DOCUMENT TEXT.
Probability parser

bayesloop as a probabilistic programming framework is focused on two-level hierarchical models for time series analysis, and is therefore not as flexible as other frameworks. PyMC3, for example, allows the user to create hierarchical models of any structure and to apply arbitrary arithmetic operations on the random variables contained in the model. While bayesloop allows the user to build custom low-level (observation) models and choose from a variety of high-level (transition) models, one has no direct influence on the choice of parameters. In other words, the Gaussian observation model includes the parameters mean and standard deviation, but there is no direct way of evaluating the variance or the ratio of mean and standard deviation instead. In many applications, however, these combinations or transformed variables are the key to informed desicions! In finance, for example, the performance of a financial asset is often evaluated by its Sharpe ratio \(S\):

\[S = \frac{\mu - \mu_0}{\sigma} ~,\]

where \(\mu\) is the expected return of the financial asset, \(\mu_0\) is the risk-free return, and \(\sigma\) is the volatility. Assuming Gaussian returns, we can obtain time-varying estimates of \(\mu\) and \(\sigma\) with a simple Gaussian observation model with bayesloop, while \(\mu_0\) is just a series of given numbers we may obtain from the central bank.

This tutorial shows how to evaluate arithmetic combinations of inferred parameter distributions after the model has been fitted, using the eval method of the Study class and the Parser class. With these tools, we compute the probability that the time-varying Sharpe ratio of a simulated series of returns is greater than one (a common threshold for investing in financial assets).

First, we simulate a fictious series of price fluctuations. Here we assume gradual changes in the expected return, the risk-free return and the volatility. Based on the expected return and the volatility, we sample the observed price fluctuations based on a Gaussian distribution:

In [1]:
%matplotlib inline
import matplotlib.pyplot as plt # plotting
import seaborn as sns           # nicer plots
sns.set_style('whitegrid')      # plot styling

import bayesloop as bl
import numpy as np

mu_sim = np.concatenate([np.linspace(-0.1, 0.3, 250), np.linspace(0.3, 0.1, 250)])
sigma_sim = np.linspace(0.05, 0.2, 500)
mu0 = np.linspace(0.02, 0.01, 500)
sharpe_sim = (mu_sim-mu0)/sigma_sim

data = mu_sim + sigma_sim*np.random.randn(500)

plt.figure(figsize=(10, 11))

COLLECTED DATA.

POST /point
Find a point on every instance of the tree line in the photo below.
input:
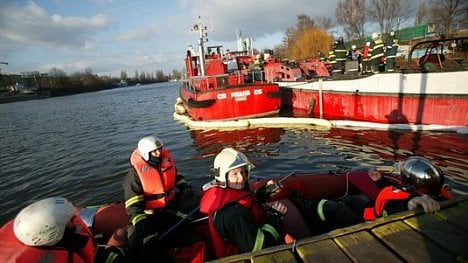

REQUEST 1.
Summarize the bayesloop Sharpe ratio tutorial in two sentences.
REQUEST 2.
According to the bayesloop Sharpe ratio tutorial, where may the risk-free return be obtained?
REQUEST 3.
Carry on the bayesloop Sharpe ratio tutorial from the point where it stops.

EXERCISE RESULT 1.
bayesloop focuses on two-level hierarchical models for time series and offers no direct way to evaluate transformed parameters, such as the variance or the ratio of mean and standard deviation, although such combinations matter in cases like a financial asset's Sharpe ratio. The tutorial shows how to evaluate arithmetic combinations of inferred parameter distributions after fitting, using the eval method of the Study class and the Parser class, in order to compute the probability that the time-varying Sharpe ratio of simulated returns is greater than one.

EXERCISE RESULT 2.
From the central bank, as a series of given numbers.

EXERCISE RESULT 3.
plt.subplot2grid((7, 1), (0, 0))
plt.plot(mu_sim, c='b', lw=3, label='Expected return $\mathregular{\mu}$')
plt.xticks([100, 200, 300, 400], ['', '', '', ''])
plt.xlim([0, 500])
plt.legend(loc='upper left')

plt.subplot2grid((7, 1), (1, 0))
plt.plot(mu0, c='g', lw=3, label='Risk-free return $\mathregular{\mu_0}$')
plt.xticks([100, 200, 300, 400], ['', '', '', ''])
plt.xlim([0, 500])
plt.legend(loc='upper right')

plt.subplot2grid((7, 1), (2, 0))
plt.plot(sigma_sim, c='r', lw=3, label='Volatility $\mathregular{\sigma}$')
plt.xticks([100, 200, 300, 400], ['', '', '', ''])
plt.xlim([0, 500])
plt.legend(loc='upper left')

plt.subplot2grid((7, 1), (3, 0), rowspan=2)
plt.plot(sharpe_sim, lw=4, c='orange', label='Sharpe ratio S')
plt.xticks([100, 200, 300, 400], ['', '', '', ''])
plt.axhline(y=1, c='0.2', ls='dashed', lw=1, label='Investment threshold (S=1)')
plt.xlim([0, 500])
plt.legend(loc='lower right')

plt.subplot2grid((7, 1), (5, 0), rowspan=2)
plt.plot(data, c='0.2', lw=1.5, label='Simulated price fluctuations')
plt.xlim([0, 500])
plt.ylim([-0.65, 0.65])
plt.legend(loc='lower left')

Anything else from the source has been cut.